====== Material supplied ======

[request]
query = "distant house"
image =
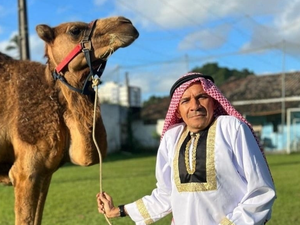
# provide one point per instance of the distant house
(264, 100)
(124, 95)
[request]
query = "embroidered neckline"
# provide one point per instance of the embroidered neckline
(190, 152)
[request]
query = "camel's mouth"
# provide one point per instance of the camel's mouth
(98, 62)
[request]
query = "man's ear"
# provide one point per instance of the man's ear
(215, 103)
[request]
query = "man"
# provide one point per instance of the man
(210, 168)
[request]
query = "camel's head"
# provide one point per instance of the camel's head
(106, 36)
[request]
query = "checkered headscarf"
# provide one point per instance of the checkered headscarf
(224, 107)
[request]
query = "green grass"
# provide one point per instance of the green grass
(71, 199)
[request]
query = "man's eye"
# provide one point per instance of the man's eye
(203, 96)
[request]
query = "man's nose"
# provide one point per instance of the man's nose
(195, 104)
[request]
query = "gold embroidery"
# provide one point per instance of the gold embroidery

======

= Exercise directions =
Extract every line of the data above that contains the word "camel".

= The completed task =
query = "camel's mouth"
# provide one point per instance of the camel's mouth
query = "camel's head"
# provide one point per instance of the camel's head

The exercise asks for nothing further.